**THE TASK:** Copy the part of the material below that runs from the line containing "TARGET = ground cover plant" through the end of the material, both ends included, and leave the pictures out of your answer.

**DATA EXTRACT:**

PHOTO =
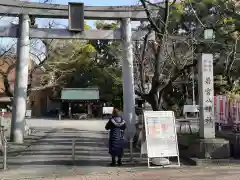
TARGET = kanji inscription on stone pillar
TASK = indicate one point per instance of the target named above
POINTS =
(206, 95)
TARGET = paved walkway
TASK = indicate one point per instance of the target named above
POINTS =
(51, 157)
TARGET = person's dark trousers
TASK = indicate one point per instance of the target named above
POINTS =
(114, 160)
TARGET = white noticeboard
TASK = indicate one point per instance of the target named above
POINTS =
(161, 136)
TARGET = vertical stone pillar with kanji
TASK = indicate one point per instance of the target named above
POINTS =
(206, 96)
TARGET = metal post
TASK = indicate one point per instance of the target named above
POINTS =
(128, 78)
(5, 155)
(73, 150)
(131, 149)
(21, 81)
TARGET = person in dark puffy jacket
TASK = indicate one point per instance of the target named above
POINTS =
(116, 125)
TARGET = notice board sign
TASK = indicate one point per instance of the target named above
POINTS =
(161, 136)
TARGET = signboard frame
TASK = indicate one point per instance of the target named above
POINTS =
(158, 114)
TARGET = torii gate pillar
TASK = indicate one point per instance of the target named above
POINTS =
(21, 81)
(128, 78)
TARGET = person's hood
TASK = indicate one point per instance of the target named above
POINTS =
(118, 124)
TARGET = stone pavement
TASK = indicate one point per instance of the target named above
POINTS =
(50, 158)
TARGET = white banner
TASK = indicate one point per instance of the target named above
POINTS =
(161, 134)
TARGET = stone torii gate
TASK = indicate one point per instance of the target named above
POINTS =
(24, 32)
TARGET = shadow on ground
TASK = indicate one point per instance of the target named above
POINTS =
(55, 149)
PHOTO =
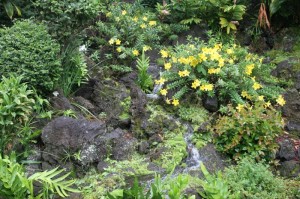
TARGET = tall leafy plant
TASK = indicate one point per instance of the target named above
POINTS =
(144, 79)
(15, 184)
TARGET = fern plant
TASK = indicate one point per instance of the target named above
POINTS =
(144, 79)
(226, 71)
(15, 184)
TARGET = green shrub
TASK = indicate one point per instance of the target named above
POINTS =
(215, 186)
(249, 129)
(144, 78)
(15, 184)
(227, 71)
(255, 181)
(17, 103)
(68, 17)
(27, 50)
(74, 66)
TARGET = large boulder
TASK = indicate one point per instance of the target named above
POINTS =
(84, 142)
(291, 110)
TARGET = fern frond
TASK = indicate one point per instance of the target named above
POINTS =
(176, 84)
(181, 92)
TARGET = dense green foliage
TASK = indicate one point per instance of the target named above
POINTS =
(249, 130)
(15, 184)
(229, 72)
(17, 103)
(255, 180)
(28, 50)
(66, 17)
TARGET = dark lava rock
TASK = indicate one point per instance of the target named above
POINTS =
(65, 137)
(290, 168)
(212, 159)
(102, 166)
(284, 69)
(108, 97)
(60, 102)
(286, 150)
(144, 147)
(291, 110)
(211, 104)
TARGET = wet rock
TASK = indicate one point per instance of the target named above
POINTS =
(85, 103)
(102, 165)
(123, 145)
(86, 90)
(290, 168)
(291, 110)
(64, 137)
(60, 102)
(109, 96)
(144, 147)
(211, 103)
(84, 142)
(212, 159)
(284, 69)
(286, 150)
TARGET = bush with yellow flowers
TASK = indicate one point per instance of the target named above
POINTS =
(130, 28)
(249, 129)
(226, 71)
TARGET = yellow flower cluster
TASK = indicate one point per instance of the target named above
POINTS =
(249, 69)
(114, 41)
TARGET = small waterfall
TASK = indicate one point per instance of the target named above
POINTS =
(193, 160)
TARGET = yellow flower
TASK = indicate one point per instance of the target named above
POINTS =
(202, 57)
(183, 60)
(215, 56)
(175, 102)
(260, 98)
(168, 101)
(167, 66)
(163, 92)
(135, 19)
(152, 23)
(256, 86)
(164, 53)
(240, 107)
(218, 46)
(146, 48)
(193, 61)
(214, 71)
(229, 51)
(174, 59)
(118, 42)
(249, 69)
(143, 25)
(207, 87)
(160, 81)
(111, 41)
(245, 95)
(267, 104)
(119, 49)
(184, 73)
(108, 14)
(221, 62)
(280, 100)
(196, 83)
(135, 52)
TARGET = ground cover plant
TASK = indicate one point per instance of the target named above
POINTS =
(149, 99)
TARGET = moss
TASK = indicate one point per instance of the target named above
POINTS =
(125, 104)
(96, 185)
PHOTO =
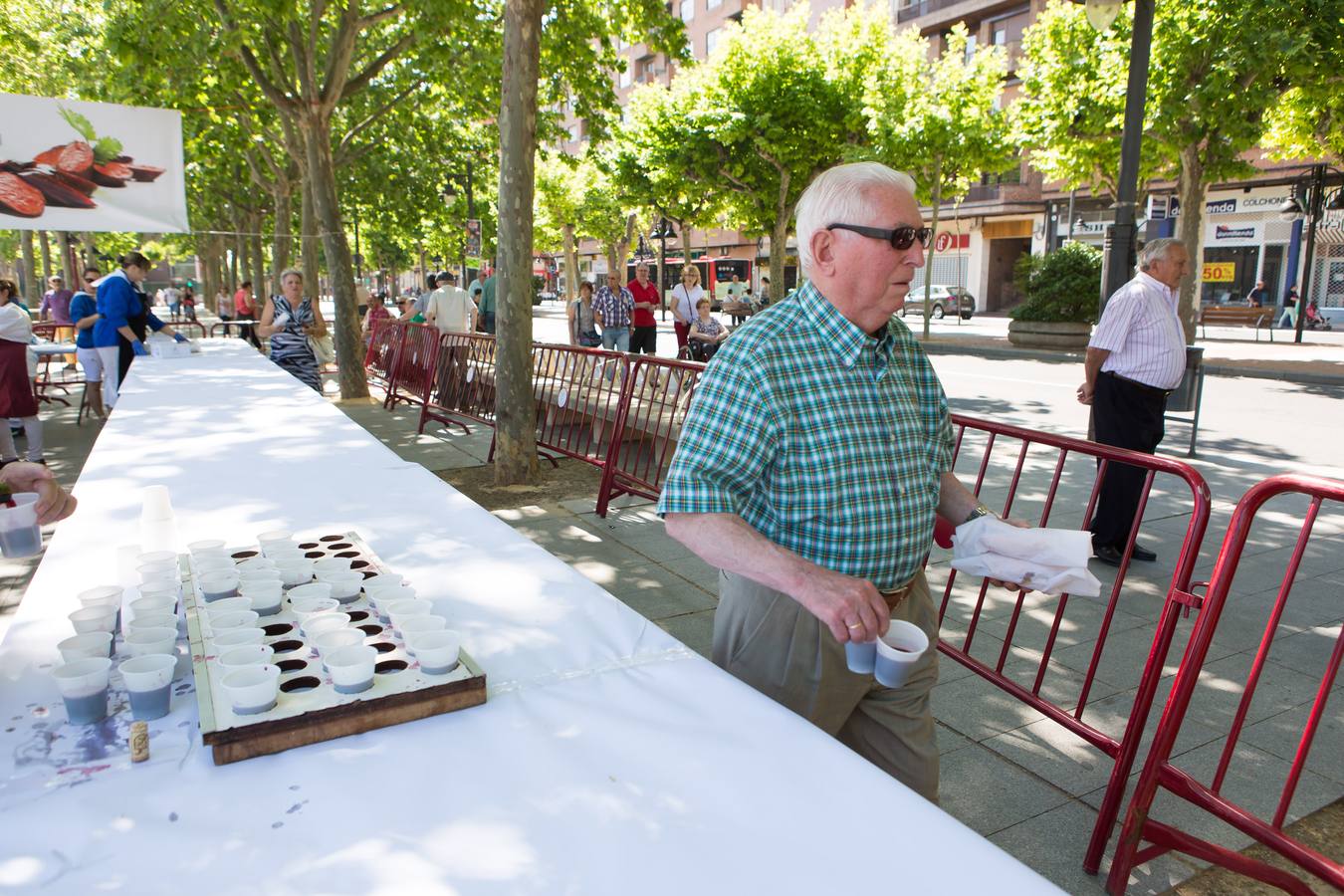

**TASK SOLUTION:**
TARGET = ground cover plant
TASK = indicate one point per instance of the target named above
POINTS =
(149, 99)
TARGET = moss
TASK = indicate one point per instance of the target named above
POINTS =
(125, 104)
(96, 185)
PHOTO =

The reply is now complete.